--- START OF Provided text ---
How Obsidian became Xbox's most prolific studio: "There's not a lot of studios at Microsoft that have an entire external developer making the whole game for them"​

Exclusive | There's a reason 2025 is being called the "Year of Obsidian"

2025 is the year of Obsidian Entertainment. Formed 22 years ago, the legendary RPG maker responsible for Pillars of Eternity, Fallout: New Vegas, Alpha Protocol and countless other video games is on something of a hot streak.

Microsoft Gaming purchased Obsidian in 2018, folding the team into the Xbox Game Studios group. Since then it has wrapped production of The Outer Worlds; released Grounded, supporting it through years of early access and regular content drops; released Pentiment in 2022, and Avowed in 2025 following a short delay; and managed to bring Grounded and Pentiment to PS4, PS5, and Nintendo Switch as part of Microsoft's multiplatform initiative. If that weren't enough, it also has The Outer Worlds 2 and Grounded 2 set to release this year.

It's a lot, particularly for a first-party studio operating within the Xbox ecosystem. I was keen to understand how the studio has managed this flood of new releases, and thankfully the teams at Obsidian Entertainment were only too happy to answer.




Inside Grounded 2​


When Xbox revealed Grounded 2 at the Xbox Showcase, it announced that "Obsidian and Eidos Montréal have joined forces to bring you the next chapter with even more depth, danger, and discovery to experience." The way development responsibilities have been split between the two award-winning teams says a lot about the flexibility Obsidian has been afforded by Xbox Game Studios.

"Grounded 2 is actually a good example of our growth as a developer. We could not do what we're doing right now if we didn't have great development partners and co-dev partners," says Feargus Urquhart, studio head and CEO at Obsidian. "That's one of the big transitions for us"
--- END OF Provided text ---
--- START OF Material ---
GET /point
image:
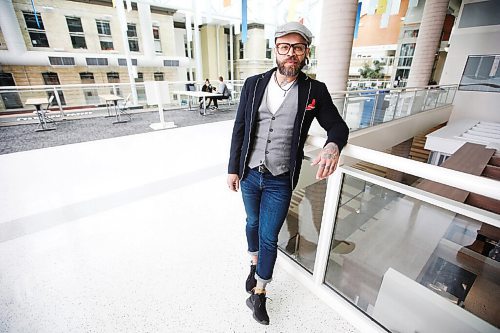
--- END OF Material ---
**Written exercise**
Continue the article on Obsidian Entertainment's run of releases, starting right after Feargus Urquhart's quote about development partners.

**Response to the exercise**
Urquhart says that it has long been his ambition for Obsidian to scale beyond the boundaries of a traditional studio, simply shifting from one project to the next. "With Pillars of Eternity 2, we signed up a publisher late because we really wanted to start publishing games ourselves. We didn't really have the people internally, so we hired some people in but it didn't really work out. So unlike CD Projekt RED, BioWare, and others who were on the cusp of becoming publishers we weren't getting there."

"This isn't me saying that Microsoft is allowing us to become a publisher," he laughs. "It's more that the acquisition has allowed us to become a more multi-faceted developer, which is what I've always wanted to do." This is a key component behind how Obsidian has been able to scale so quickly, and maintain such a rapid-fire release schedule. Urquhart adds: "It's allowed us to sign up external teams. There's not a lot of studios at Microsoft that have an entire external developer making the whole game for them."

Grounded 2 has been in development for just under two years, meaning it entered production around a year after the release of Grounded 1.0 and a year before the survival-adventure made its way to PS5, PS4, and Nintendo Switch. Around this same time, Obsidian was juggling development of Avowed and The Outer Worlds 2. Grounded attracted over 25 million players into the backyard, it's popular and there were demands for more; but how could Obsidian have possibly squeezed in a sequel?

"The Grounded team was relatively small, it maxed out in the 20s," says Chris Parker, Obsidian co-founder and Grounded 2 game director. "When we started thinking about doing Grounded 2 it was fortuitous how it worked out, actually, because we wound up talking to Eidos about some other stuff and it turned out that they had a small team who absolutely loved Grounded. They were almost pitching us on the sequel."

From there a "significant team up at Eidos" and a "relatively large group at Obsidian" came together to push Grounded 2 through production. Grounded 1's game director Adam Brennecke, its lead programmer Roby Atadero, art director Kazunori Aruga, along with six other principal leads and a small internal steering group at Obsidian joined Parker to collaborate closely with Eidos. "We are constantly at each other's offices. We're talking about stuff daily. It's a really healthy relationship. And because they actually love the game at Eidos, it's not like this dispassionate contractor that we've hired. They are bringing all their own stuff to the table," says Parker.

Grounded 2 producer Miles Winzeler adds: "Obsidian and Eidos have similar design goals as studios. We mesh really well together. It's also the difference between the two of them that's been a big strength. It means Grounded 2 will feel like its own piece, as they are able to flex what they're best at, too."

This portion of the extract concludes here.